(Stored entries)
◇ ◇ ◇

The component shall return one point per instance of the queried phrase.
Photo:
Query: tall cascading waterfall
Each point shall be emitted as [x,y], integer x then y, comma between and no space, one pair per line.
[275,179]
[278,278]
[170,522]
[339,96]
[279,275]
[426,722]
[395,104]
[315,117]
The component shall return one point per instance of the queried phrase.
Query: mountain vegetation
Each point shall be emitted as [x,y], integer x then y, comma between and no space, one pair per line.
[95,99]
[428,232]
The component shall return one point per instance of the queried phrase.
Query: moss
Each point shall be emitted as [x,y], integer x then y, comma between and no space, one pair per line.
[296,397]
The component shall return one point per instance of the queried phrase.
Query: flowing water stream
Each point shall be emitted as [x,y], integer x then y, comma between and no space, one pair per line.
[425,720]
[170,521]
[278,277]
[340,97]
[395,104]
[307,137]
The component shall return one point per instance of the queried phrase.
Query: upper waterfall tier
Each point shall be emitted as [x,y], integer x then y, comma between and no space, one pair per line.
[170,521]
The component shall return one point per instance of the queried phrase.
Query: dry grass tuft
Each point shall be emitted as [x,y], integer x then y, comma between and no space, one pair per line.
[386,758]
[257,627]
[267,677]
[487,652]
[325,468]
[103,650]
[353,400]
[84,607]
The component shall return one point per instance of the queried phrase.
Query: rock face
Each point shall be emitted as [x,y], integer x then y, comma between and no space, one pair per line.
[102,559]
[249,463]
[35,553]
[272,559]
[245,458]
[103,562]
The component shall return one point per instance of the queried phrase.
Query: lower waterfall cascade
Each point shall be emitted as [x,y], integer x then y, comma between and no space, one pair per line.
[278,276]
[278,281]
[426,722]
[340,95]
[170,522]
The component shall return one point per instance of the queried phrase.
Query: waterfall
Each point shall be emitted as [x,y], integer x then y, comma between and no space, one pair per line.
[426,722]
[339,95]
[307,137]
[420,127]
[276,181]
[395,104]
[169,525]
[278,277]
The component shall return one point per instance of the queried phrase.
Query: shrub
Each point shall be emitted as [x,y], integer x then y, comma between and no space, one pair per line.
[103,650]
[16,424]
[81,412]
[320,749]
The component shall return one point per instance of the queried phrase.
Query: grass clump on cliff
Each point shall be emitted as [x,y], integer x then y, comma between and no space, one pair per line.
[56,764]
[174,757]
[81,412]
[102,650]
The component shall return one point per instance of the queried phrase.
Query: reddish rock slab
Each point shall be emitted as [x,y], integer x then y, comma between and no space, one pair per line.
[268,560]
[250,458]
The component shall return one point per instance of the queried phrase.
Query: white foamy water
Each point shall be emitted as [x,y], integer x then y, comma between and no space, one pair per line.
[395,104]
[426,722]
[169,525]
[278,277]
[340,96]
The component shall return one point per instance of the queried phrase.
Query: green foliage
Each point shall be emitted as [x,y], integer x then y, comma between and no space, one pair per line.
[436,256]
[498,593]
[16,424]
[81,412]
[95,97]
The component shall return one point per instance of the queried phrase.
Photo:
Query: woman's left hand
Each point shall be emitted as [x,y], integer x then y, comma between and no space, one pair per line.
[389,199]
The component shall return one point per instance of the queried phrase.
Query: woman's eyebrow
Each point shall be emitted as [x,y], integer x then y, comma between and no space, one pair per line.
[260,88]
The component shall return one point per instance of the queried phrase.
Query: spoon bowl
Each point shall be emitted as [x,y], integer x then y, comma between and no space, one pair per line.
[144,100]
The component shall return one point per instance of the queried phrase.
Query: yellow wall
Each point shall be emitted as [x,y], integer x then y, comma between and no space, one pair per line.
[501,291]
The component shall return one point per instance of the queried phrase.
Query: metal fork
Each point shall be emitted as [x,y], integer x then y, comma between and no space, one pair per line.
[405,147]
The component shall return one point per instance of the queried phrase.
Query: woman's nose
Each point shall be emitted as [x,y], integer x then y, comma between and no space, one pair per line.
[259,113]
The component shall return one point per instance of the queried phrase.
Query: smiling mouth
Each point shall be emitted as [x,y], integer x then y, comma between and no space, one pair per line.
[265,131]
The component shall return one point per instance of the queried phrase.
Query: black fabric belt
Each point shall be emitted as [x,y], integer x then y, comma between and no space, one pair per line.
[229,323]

◇ ◇ ◇

Print the complete listing again, exactly as it stands.

The component shall return one point per instance of the queried phrase.
Photo:
Query: tall cascading waterfall
Each point shall be emitted as [x,y], integer x then y, comma between and no space, one pair per line.
[275,179]
[278,278]
[170,522]
[339,96]
[279,275]
[426,722]
[395,104]
[315,117]
The component shall return one point per instance of the queried phrase.
Query: mountain vegetation
Each point shall be emitted as [x,y], integer x then y, comma between and no space, one pair per line.
[95,99]
[428,232]
The component shall return one point per instance of the queried phrase.
Query: moss
Each point shall be emitted as [x,y], integer x then y, comma between and no space, one pair per line.
[296,397]
The component shall return one point per instance of the queried phrase.
Query: flowing water stream
Each point shall be emitted as [x,y], integer x then y, comma between and no space, one pair per line.
[425,720]
[170,521]
[278,277]
[340,97]
[395,104]
[307,137]
The component shall return one point per instance of the queried phrase.
Query: upper waterfall tier
Each point shall be emitted as [x,y], integer x then y, comma between and no space, one pair per line.
[170,521]
The component shall return one point per instance of the queried phrase.
Query: dry grass tuft
Each point shall be emitted as [x,y], integer x then y, comma between and no space, one pair per line.
[386,758]
[257,627]
[267,677]
[487,652]
[325,468]
[103,650]
[353,400]
[84,607]
The component shall return one point per instance of the queried phrase.
Query: rock face
Each point shall be emitted as [x,y], integer x then y, comma between and no space, one pair per line.
[102,559]
[249,463]
[35,553]
[272,559]
[245,458]
[103,562]
The component shall return one point per instance of the queried phrase.
Query: lower waterfall cascade
Each point shall be emitted as [x,y], integer x then y, comma between and no space, one pair per line.
[278,276]
[278,281]
[426,722]
[340,95]
[170,522]
The component shall return one point per instance of the queried phrase.
Query: waterfall
Each point shall be emitted as [x,y], integer x then y, comma between and no space, one pair per line.
[426,722]
[339,95]
[307,137]
[420,127]
[276,181]
[395,104]
[169,525]
[278,277]
The component shall return one point per instance of the queried phrase.
Query: shrub
Each point shall be emitted as [x,y], integer x then y, comma between and no space, one pair per line.
[103,650]
[16,424]
[81,412]
[320,749]
The component shall return one point per instance of the queried phrase.
Query: grass clump on cliff
Each point shall be emitted as [x,y], integer x then y, comma between and no space, one pair per line.
[56,764]
[174,757]
[81,412]
[102,650]
The component shall return one point per instance of the queried phrase.
Query: reddish rock slab
Each point shall be emitted as [x,y], integer x then y, comma between and no space, one pair per line.
[268,560]
[250,458]
The component shall return one point per instance of the queried phrase.
Query: white foamy water
Each point shall be emitted as [x,y], integer x then y, comma between and no space, one pair per line.
[395,104]
[426,722]
[169,525]
[278,277]
[340,96]
The component shall return one point per instance of the queried phrase.
Query: green foliage
Each point shall be emitted as [x,y], integer x then y, comma between and no space, one pair per line.
[436,256]
[498,593]
[16,424]
[81,412]
[95,97]
The component shall return one point per instance of the queried phrase.
Photo:
Query: woman's left hand
Each point shall be emitted as [x,y], integer x then y, comma between and no space, one pair per line.
[389,199]
The component shall return one point per instance of the queried phrase.
Query: woman's eyebrow
Each point shall be emitted as [x,y], integer x then y, comma between and no space, one pair per line.
[260,88]
The component shall return one point per instance of the queried phrase.
Query: spoon bowl
Each point shall be emitted as [x,y], integer x then y, comma between and no space, one pair per line.
[144,100]
The component shall return one point per instance of the queried phrase.
Query: yellow wall
Each point shall be emitted as [x,y], integer x then y, comma between and no space, one pair per line.
[501,291]
The component shall return one point per instance of the queried phrase.
Query: metal fork
Each point shall be emitted as [x,y], integer x then y, comma between and no space, one pair per line.
[405,147]
The component shall return one point per instance of the queried phrase.
Query: woman's nose
Each point shall be emitted as [x,y], integer x then y, comma between and no space, one pair per line.
[259,113]
The component shall return one point per instance of the queried phrase.
Query: smiling mouth
Each point shall be emitted as [x,y], integer x then y, comma between and no space, one pair per line.
[265,131]
The component shall return one point per instance of the queried phrase.
Query: black fabric belt
Each point shall be emitted as [x,y], integer x then y, comma between and no space, one pair per line.
[229,323]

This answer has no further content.